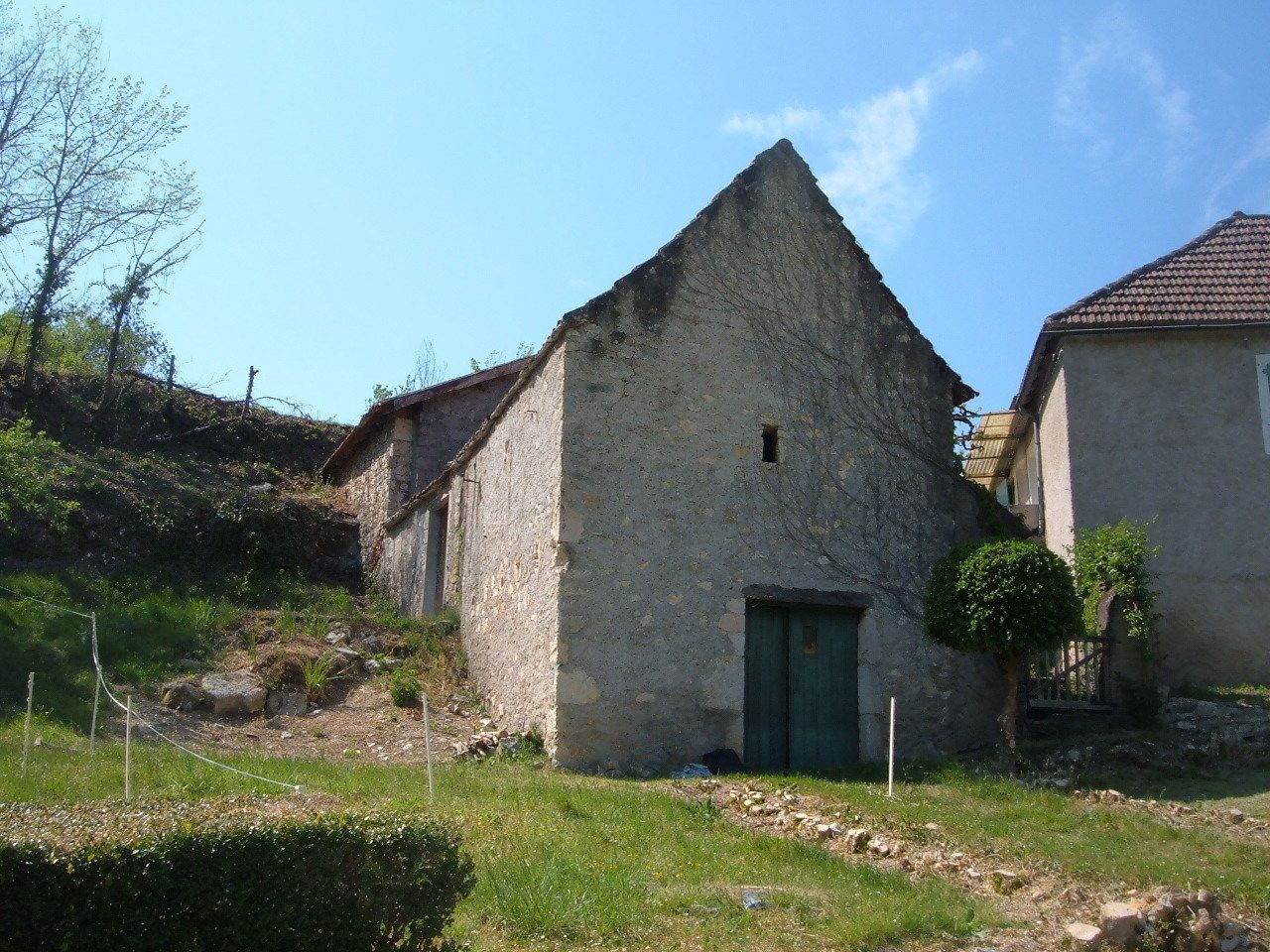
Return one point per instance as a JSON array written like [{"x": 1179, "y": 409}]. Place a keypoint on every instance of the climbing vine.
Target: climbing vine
[{"x": 1114, "y": 557}]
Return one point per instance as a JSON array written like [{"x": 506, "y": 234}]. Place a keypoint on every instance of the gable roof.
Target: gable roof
[
  {"x": 652, "y": 281},
  {"x": 368, "y": 424},
  {"x": 1220, "y": 278}
]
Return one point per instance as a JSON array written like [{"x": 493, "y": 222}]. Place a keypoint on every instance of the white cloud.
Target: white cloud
[
  {"x": 1095, "y": 70},
  {"x": 870, "y": 145},
  {"x": 786, "y": 122},
  {"x": 1259, "y": 191}
]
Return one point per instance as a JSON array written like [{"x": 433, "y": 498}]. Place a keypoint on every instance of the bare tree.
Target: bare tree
[
  {"x": 96, "y": 181},
  {"x": 26, "y": 99},
  {"x": 146, "y": 264},
  {"x": 427, "y": 368}
]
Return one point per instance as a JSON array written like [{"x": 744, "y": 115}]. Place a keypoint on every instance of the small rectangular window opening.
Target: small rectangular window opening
[{"x": 769, "y": 444}]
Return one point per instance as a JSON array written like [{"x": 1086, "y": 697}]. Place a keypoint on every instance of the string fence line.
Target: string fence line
[{"x": 109, "y": 694}]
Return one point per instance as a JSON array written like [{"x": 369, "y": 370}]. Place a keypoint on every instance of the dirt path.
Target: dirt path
[{"x": 1040, "y": 897}]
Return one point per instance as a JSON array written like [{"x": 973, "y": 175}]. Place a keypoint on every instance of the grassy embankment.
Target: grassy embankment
[{"x": 563, "y": 860}]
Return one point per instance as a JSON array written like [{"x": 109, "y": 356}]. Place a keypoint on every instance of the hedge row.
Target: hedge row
[{"x": 329, "y": 881}]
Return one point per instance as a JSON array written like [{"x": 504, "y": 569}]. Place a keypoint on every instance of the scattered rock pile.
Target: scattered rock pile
[
  {"x": 1169, "y": 920},
  {"x": 846, "y": 833},
  {"x": 488, "y": 743},
  {"x": 276, "y": 680},
  {"x": 1238, "y": 731},
  {"x": 1180, "y": 814}
]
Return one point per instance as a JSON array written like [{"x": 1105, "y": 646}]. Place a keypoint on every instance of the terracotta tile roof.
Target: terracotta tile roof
[{"x": 1222, "y": 277}]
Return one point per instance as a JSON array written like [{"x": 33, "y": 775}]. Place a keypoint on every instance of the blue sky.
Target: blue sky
[{"x": 381, "y": 175}]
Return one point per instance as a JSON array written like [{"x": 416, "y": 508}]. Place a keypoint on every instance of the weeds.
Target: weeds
[
  {"x": 404, "y": 687},
  {"x": 318, "y": 673}
]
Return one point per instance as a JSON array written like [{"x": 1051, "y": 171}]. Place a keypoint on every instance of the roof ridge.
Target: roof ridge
[{"x": 1124, "y": 281}]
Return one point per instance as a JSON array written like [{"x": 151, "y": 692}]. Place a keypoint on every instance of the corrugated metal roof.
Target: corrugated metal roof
[{"x": 993, "y": 445}]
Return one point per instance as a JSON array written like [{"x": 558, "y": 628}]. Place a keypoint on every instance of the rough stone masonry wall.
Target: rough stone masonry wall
[
  {"x": 666, "y": 520},
  {"x": 502, "y": 560},
  {"x": 377, "y": 479},
  {"x": 447, "y": 421}
]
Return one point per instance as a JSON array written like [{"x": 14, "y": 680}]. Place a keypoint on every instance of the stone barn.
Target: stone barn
[{"x": 702, "y": 515}]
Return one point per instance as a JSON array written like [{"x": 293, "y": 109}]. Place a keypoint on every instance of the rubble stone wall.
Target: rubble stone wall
[
  {"x": 668, "y": 513},
  {"x": 502, "y": 571},
  {"x": 377, "y": 479},
  {"x": 447, "y": 421}
]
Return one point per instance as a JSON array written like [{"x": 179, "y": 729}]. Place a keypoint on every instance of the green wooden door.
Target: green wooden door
[
  {"x": 766, "y": 688},
  {"x": 801, "y": 688},
  {"x": 822, "y": 688}
]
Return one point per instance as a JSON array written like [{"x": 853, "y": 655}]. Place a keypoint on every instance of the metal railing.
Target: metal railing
[{"x": 1075, "y": 676}]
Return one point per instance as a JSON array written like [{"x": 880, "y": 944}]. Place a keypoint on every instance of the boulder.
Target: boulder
[
  {"x": 1083, "y": 936},
  {"x": 182, "y": 694},
  {"x": 1119, "y": 921},
  {"x": 235, "y": 693},
  {"x": 857, "y": 841},
  {"x": 1206, "y": 933},
  {"x": 286, "y": 702}
]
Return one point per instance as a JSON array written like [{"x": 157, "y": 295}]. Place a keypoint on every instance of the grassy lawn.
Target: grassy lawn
[
  {"x": 563, "y": 860},
  {"x": 1089, "y": 843}
]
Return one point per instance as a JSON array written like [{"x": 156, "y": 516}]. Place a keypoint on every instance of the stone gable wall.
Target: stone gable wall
[
  {"x": 666, "y": 518},
  {"x": 447, "y": 421},
  {"x": 377, "y": 479}
]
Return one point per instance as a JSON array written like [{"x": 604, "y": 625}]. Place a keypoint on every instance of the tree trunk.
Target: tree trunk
[
  {"x": 39, "y": 321},
  {"x": 121, "y": 316},
  {"x": 1008, "y": 720}
]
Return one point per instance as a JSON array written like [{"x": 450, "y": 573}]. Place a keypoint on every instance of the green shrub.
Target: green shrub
[
  {"x": 404, "y": 687},
  {"x": 334, "y": 881},
  {"x": 1114, "y": 557},
  {"x": 32, "y": 476},
  {"x": 1003, "y": 598},
  {"x": 318, "y": 673}
]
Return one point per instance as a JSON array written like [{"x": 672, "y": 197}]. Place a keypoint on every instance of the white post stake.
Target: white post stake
[
  {"x": 26, "y": 730},
  {"x": 890, "y": 757},
  {"x": 96, "y": 701},
  {"x": 427, "y": 743},
  {"x": 96, "y": 689},
  {"x": 127, "y": 752}
]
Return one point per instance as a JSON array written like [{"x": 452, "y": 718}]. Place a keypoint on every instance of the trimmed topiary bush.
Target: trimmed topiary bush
[
  {"x": 1006, "y": 598},
  {"x": 330, "y": 881}
]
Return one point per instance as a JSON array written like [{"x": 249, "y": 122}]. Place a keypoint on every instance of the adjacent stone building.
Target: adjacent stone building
[
  {"x": 1150, "y": 400},
  {"x": 403, "y": 443},
  {"x": 703, "y": 512}
]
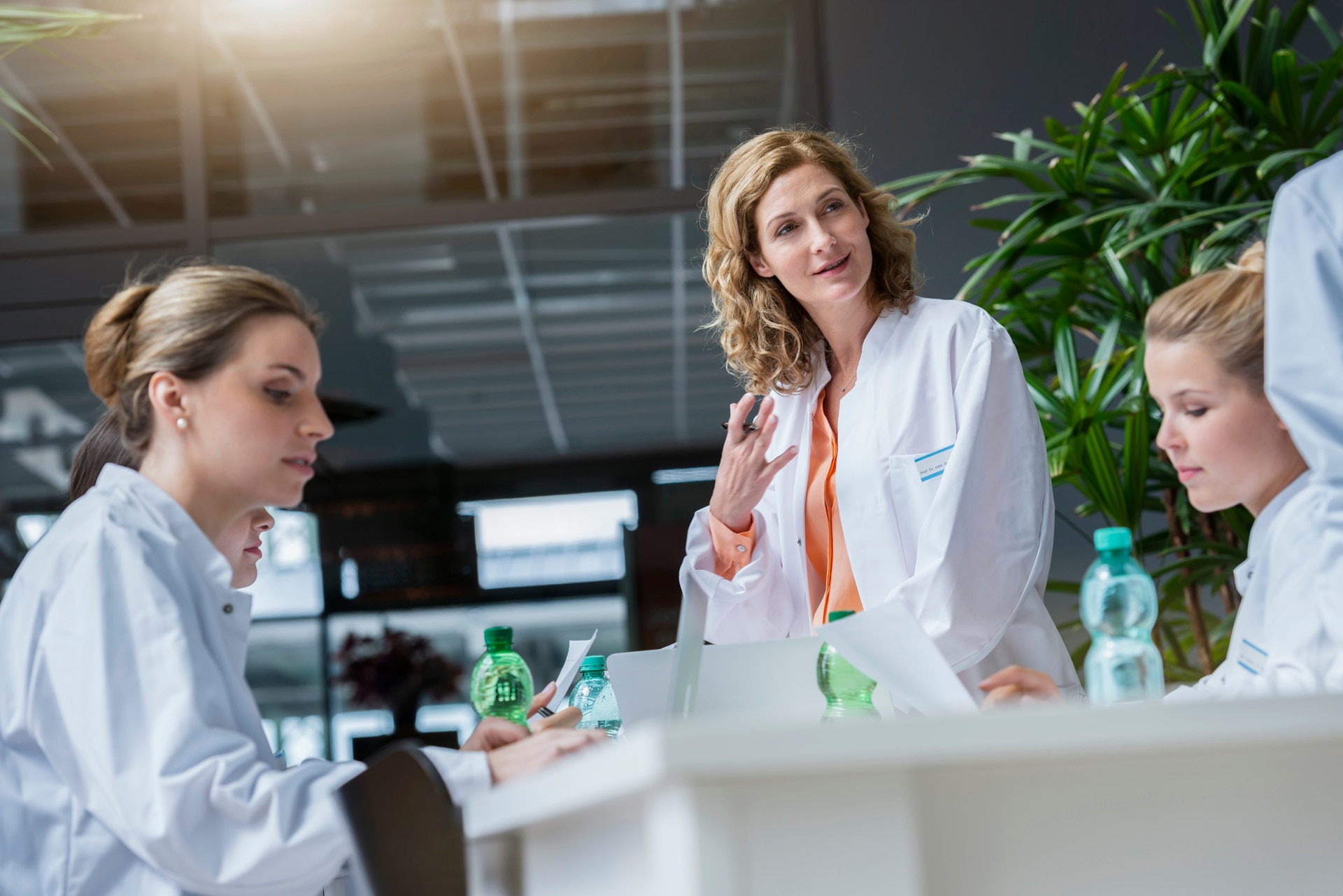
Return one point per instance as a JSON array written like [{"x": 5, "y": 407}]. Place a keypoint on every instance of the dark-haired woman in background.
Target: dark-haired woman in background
[{"x": 132, "y": 754}]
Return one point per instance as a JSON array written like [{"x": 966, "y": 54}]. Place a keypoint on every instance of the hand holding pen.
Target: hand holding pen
[{"x": 743, "y": 472}]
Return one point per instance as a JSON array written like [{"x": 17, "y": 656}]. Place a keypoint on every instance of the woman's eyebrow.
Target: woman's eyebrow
[{"x": 290, "y": 369}]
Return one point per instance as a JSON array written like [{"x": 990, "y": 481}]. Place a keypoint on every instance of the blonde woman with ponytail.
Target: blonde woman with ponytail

▸ WHAT YOU HAVE TO DO
Every entry above should be printed again exactly, except for the pictures.

▸ FINISHED TASK
Return one point per instance as a JSON array written like [{"x": 1179, "y": 409}]. Place a keypoint on every instance of the climbing vine.
Target: climbing vine
[{"x": 1114, "y": 557}]
Return one point per instance as a JSON array written like [{"x": 506, "y": 234}]. Place a keypoint on every instance of the gable roof.
Target: gable roof
[
  {"x": 652, "y": 281},
  {"x": 368, "y": 424},
  {"x": 1220, "y": 278}
]
Return one point per instance as a JSON array written like [{"x": 493, "y": 222}]. Place a keypoint on every instance of the white cloud.
Target: white cloud
[
  {"x": 1095, "y": 70},
  {"x": 870, "y": 145},
  {"x": 786, "y": 122},
  {"x": 1259, "y": 191}
]
Return one point per instance as a JSON array written like [{"x": 433, "y": 498}]. Place a keypoint on every instance of the bare tree.
Target: bare tree
[
  {"x": 96, "y": 181},
  {"x": 26, "y": 99},
  {"x": 146, "y": 264},
  {"x": 427, "y": 368}
]
Return one point per instance as a JSON array written like [{"x": 744, "y": 115}]. Place a keypoint on every instance of the small rectangular window opening.
Target: small rectangular window opening
[{"x": 769, "y": 444}]
Return one point per instance as a JSON array written like [{"x": 1086, "y": 697}]. Place a keypoint on every instance of the string fence line.
Target: string fence line
[{"x": 109, "y": 694}]
Return one point per instance as a JSON array written like [{"x": 369, "y": 370}]. Place a keypoint on every instance of the dirt path.
Target: dirt path
[{"x": 1040, "y": 897}]
Return one point per instance as a JSON array written like [{"x": 973, "y": 175}]. Place a keypoint on every instance of the grassy embankment.
Target: grassy embankment
[{"x": 563, "y": 860}]
Return one point per instance as a JSON array written like [{"x": 109, "y": 356}]. Place a keypoint on every instance of the hedge row.
Target: hedge row
[{"x": 329, "y": 881}]
Return one point per instance as a JSON array written like [{"x": 504, "y": 569}]. Place a keypoint on every instance of the scattered rock pile.
Target: scattered rock pile
[
  {"x": 1169, "y": 920},
  {"x": 846, "y": 833},
  {"x": 488, "y": 743},
  {"x": 276, "y": 680},
  {"x": 1238, "y": 731},
  {"x": 1180, "y": 814}
]
Return one point per instance as a JSON array written like [{"x": 1105, "y": 646}]. Place a keypoint on every instance of the terracotta tile roof.
Target: terracotta tile roof
[{"x": 1222, "y": 277}]
Return one point per instance as a JSON array written like [{"x": 33, "y": 775}]. Place a keypoint on every instance of the blue sky.
Target: blue sky
[{"x": 381, "y": 175}]
Return one point per instance as a JSON array written like [{"x": 416, "y": 508}]. Place a keypoint on every instance of the weeds.
Target: weeds
[
  {"x": 404, "y": 687},
  {"x": 318, "y": 673}
]
Return one point per instance as a JSON array written like [{"x": 1051, "y": 171}]. Place a keypoint on every instance of the roof ridge.
Target: roof ridge
[{"x": 1124, "y": 281}]
Return one point per instance as a JSON array written like [{"x": 151, "y": 692}]. Place a keypoint on every instance of the corrugated metal roof.
Target: corrugated metal roof
[{"x": 993, "y": 445}]
Return one point per instance as a JSON array written like [{"x": 558, "y": 628}]. Place a keypoint on every instance of the rough stone masonry wall.
Target: rough stone masonry wall
[
  {"x": 666, "y": 520},
  {"x": 502, "y": 560},
  {"x": 377, "y": 479},
  {"x": 447, "y": 421}
]
Return one point per instance as a JSON array written like [{"x": 14, "y": 680}]. Place a keypoint on every instance of the stone barn.
Target: stone barn
[{"x": 702, "y": 515}]
Return one point per instance as a JSON array written like [{"x": 293, "y": 109}]. Place a keypoint on every instance of the rubble stone wall.
Target: rubble stone wall
[
  {"x": 668, "y": 513},
  {"x": 502, "y": 571},
  {"x": 377, "y": 479},
  {"x": 447, "y": 421}
]
Return one point per instance as a JSON array written like [{"x": 179, "y": 729}]. Place a keypoint on every instance of the green wooden door.
Target: green wooden door
[
  {"x": 766, "y": 688},
  {"x": 801, "y": 688},
  {"x": 822, "y": 688}
]
Return one point per instance as a JSON array written like [{"x": 853, "y": 655}]. Place a keypoint on every instance of the metal railing.
Target: metal railing
[{"x": 1075, "y": 676}]
Return one point per instance as a JSON array written like [{"x": 880, "y": 944}]. Place a keypoint on every instance of the boulder.
Target: boulder
[
  {"x": 1083, "y": 936},
  {"x": 182, "y": 694},
  {"x": 1119, "y": 921},
  {"x": 235, "y": 693},
  {"x": 857, "y": 841},
  {"x": 1206, "y": 933},
  {"x": 286, "y": 702}
]
Return one point per instance as a JSON array written like [{"x": 157, "y": 295}]. Place a keypoint on every instance of the grassy lawn.
Target: grassy lawn
[
  {"x": 563, "y": 860},
  {"x": 1089, "y": 843}
]
Return one point per instance as a JSON array written like [{"x": 156, "y": 516}]. Place a keypoint on every instance of the stone gable wall.
Target: stone gable wall
[
  {"x": 666, "y": 518},
  {"x": 447, "y": 421},
  {"x": 377, "y": 479}
]
Return one point per instance as a JSON array written like [{"x": 604, "y": 625}]. Place a keypoint on every instance of the tree trunk.
Target: tree trunk
[
  {"x": 39, "y": 321},
  {"x": 121, "y": 316},
  {"x": 1008, "y": 720}
]
Return one point per instance as a JSON array written like [{"x": 450, "y": 573}]. Place a keypoint on every instance of the green shrub.
Target: green shrub
[
  {"x": 404, "y": 687},
  {"x": 334, "y": 881},
  {"x": 1114, "y": 557},
  {"x": 32, "y": 476},
  {"x": 1003, "y": 598},
  {"x": 318, "y": 673}
]
Return one point per instance as a JSON array written like [{"x": 672, "y": 197}]. Place a keypoint on every instance of the white post stake.
Target: white post stake
[
  {"x": 26, "y": 730},
  {"x": 890, "y": 757},
  {"x": 96, "y": 701},
  {"x": 427, "y": 743},
  {"x": 96, "y": 689},
  {"x": 127, "y": 752}
]
Return one point per instance as a JSON array written like [{"x": 452, "y": 718}]. Place a keypoint on every instance of the trimmed topiary bush.
Target: trimmed topiary bush
[
  {"x": 1006, "y": 598},
  {"x": 330, "y": 881}
]
Return one point per instance as a JSON array written like [{"x": 249, "y": 122}]. Place a keypoint on every instance of the adjacent stone building.
Target: adjacent stone building
[
  {"x": 1150, "y": 400},
  {"x": 403, "y": 443},
  {"x": 703, "y": 512}
]
Return one point per instance as a JSON array written like [{"x": 5, "y": 407}]. Place a keypoint on every instance of the dark-haired woman in background.
Target: dark-haired woman in background
[{"x": 132, "y": 754}]
Return one point per instance as a JSON array written like [{"x": 966, "y": 54}]. Place a keypoint on every instance of the hand holding pen.
Target: hand holding pen
[{"x": 743, "y": 472}]
Return one point per instance as a JSON array written like [{"x": 17, "y": 656}]. Place a keypoint on every instance of the woman's eyebrow.
Target: woman's eyebrow
[{"x": 290, "y": 369}]
Return one point per instance as a JSON array written like [{"x": 990, "y": 481}]. Place a keypoint on every instance of the blonde woman with ponytail.
Target: blonde woman with ponytail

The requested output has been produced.